British policy – then and now – cannot be presented as being based on furthering such crude aims as business interests. So the official pretext became that of resisting communist expansion, a concept shorn of any commercial motives and simply understood as defending the “free world” against nasty totalitarians. Academics and journalists have overwhelmingly fallen into line with the result that the British public have been deprived of the realistic picture.

Let us take a couple of examples of how the required doctrine has been promoted. One of the most reputed analysts of early postwar British foreign policy, Ritchie Ovendale, asserts that Britain was “fighting the communist terrorists to enable Malaya to become independent and help itself”. Motives of straightforward commercial exploitation do not figure at all in Ovendale’s account. Later, he only quickly mentions that Britain is “dependent on the area for rubber, tea and jute” and that “the economic ties could not be severed without serious consequences”. Ovendale writes that Britain’s long term objective in Southeast Asia was “to improve economic and social conditions” there. How this is compatible with Britain’s ciphoning off profits from Malayan rubber and tin exports at the expense of the poverty-stricken population is left unexplained. Overall, Ovendale contends, Britain’s “immediate intention” in the region was to “prevent the spread of communism and to resist Russian expansion”.

== Questions ==
**a)** Say whether each statement agrees with the excerpt on British policy in Malaya, answering yes or no and quoting the deciding words: (i) Ovendale claims Britain fought in Malaya so that Malaya could become independent. (ii) Commercial exploitation is a central motive in Ovendale's account. (iii) Resisting communist expansion became the official pretext.
**b)** In the excerpt on British policy in Malaya, Ovendale mentions three things for which Britain was dependent on the area. What are they?
**c)** Please translate this sentence from the excerpt on British policy in Malaya into Spanish: "Let us take a couple of examples of how the required doctrine has been promoted."
The records come from a separate source.

== Extracted data ==
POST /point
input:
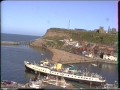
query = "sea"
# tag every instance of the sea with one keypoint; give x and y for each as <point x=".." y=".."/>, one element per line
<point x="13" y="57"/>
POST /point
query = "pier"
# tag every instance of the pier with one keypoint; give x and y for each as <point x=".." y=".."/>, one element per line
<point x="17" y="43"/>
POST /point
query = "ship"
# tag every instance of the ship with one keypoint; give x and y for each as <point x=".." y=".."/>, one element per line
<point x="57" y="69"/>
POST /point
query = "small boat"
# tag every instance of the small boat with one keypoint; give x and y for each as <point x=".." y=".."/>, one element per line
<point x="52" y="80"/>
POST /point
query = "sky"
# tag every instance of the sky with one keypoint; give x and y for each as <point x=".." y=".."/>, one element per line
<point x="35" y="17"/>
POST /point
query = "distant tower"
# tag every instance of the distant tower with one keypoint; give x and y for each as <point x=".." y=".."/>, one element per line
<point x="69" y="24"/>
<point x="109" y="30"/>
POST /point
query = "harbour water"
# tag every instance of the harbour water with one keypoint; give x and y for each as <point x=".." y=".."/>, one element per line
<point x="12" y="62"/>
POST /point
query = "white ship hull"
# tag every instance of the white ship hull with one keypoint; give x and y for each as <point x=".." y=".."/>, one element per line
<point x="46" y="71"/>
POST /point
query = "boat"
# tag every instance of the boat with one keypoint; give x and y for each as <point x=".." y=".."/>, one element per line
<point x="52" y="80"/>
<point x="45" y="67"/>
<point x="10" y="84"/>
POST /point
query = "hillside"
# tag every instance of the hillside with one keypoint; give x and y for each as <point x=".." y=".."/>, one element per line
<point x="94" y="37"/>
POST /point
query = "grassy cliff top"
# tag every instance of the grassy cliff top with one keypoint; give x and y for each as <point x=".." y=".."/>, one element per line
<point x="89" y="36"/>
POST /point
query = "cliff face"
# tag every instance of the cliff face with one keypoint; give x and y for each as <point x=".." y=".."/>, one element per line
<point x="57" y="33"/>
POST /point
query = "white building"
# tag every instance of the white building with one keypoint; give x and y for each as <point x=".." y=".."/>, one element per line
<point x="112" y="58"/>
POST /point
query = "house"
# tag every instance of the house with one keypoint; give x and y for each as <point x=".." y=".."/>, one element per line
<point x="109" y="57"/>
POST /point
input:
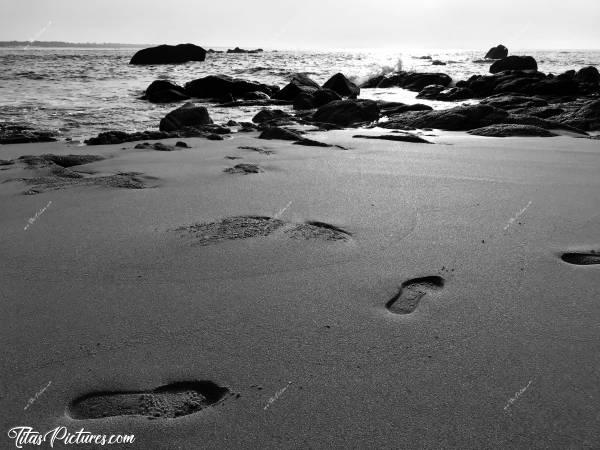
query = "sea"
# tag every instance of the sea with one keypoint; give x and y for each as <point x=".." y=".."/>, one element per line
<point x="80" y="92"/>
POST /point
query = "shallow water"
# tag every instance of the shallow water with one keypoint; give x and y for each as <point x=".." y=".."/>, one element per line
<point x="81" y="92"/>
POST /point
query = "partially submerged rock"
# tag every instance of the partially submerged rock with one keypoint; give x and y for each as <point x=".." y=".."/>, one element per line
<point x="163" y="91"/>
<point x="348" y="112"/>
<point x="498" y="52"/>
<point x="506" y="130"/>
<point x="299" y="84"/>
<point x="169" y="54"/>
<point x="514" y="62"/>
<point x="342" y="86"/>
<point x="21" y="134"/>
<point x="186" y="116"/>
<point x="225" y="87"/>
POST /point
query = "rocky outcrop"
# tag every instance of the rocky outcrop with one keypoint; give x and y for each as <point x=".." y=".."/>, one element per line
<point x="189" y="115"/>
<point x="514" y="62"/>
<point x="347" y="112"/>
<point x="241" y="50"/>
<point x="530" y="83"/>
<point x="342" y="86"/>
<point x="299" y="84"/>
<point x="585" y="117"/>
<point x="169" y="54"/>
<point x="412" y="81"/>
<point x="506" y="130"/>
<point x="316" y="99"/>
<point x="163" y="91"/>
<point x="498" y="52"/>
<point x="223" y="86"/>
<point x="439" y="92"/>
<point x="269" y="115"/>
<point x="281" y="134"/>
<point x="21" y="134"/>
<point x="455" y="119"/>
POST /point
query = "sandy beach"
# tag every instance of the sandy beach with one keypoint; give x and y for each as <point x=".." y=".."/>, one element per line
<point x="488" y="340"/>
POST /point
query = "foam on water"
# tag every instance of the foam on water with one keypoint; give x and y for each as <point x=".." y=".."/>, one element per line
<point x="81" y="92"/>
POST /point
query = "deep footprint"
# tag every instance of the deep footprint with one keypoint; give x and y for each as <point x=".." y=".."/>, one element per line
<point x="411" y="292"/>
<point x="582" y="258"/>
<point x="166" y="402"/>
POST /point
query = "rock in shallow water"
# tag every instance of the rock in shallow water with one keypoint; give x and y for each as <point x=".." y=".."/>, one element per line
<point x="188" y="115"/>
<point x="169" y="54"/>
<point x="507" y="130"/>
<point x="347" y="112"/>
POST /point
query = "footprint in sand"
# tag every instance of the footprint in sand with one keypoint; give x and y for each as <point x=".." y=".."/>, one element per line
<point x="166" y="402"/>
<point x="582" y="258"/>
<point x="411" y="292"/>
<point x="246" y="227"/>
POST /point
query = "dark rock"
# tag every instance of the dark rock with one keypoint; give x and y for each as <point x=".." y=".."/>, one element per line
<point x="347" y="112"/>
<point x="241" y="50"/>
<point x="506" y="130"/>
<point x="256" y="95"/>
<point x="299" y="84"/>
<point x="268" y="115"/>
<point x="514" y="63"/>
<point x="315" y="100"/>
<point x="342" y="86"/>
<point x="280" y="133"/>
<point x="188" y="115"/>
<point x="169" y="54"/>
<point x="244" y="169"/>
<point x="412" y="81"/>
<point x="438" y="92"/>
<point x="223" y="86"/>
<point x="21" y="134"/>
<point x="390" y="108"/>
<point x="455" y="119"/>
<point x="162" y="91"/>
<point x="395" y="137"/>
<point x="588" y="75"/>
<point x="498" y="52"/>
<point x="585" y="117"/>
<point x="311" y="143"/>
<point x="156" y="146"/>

== Answers below ==
**a)**
(i) Yes: "Britain was “fighting the communist terrorists to enable Malaya to become independent and help itself”"
(ii) No: "Motives of straightforward commercial exploitation do not figure at all in Ovendale’s account."
(iii) Yes: "So the official pretext became that of resisting communist expansion"

**b)** Rubber, tea and jute.

**c)** Veamos un par de ejemplos de cómo se ha promovido la doctrina requerida.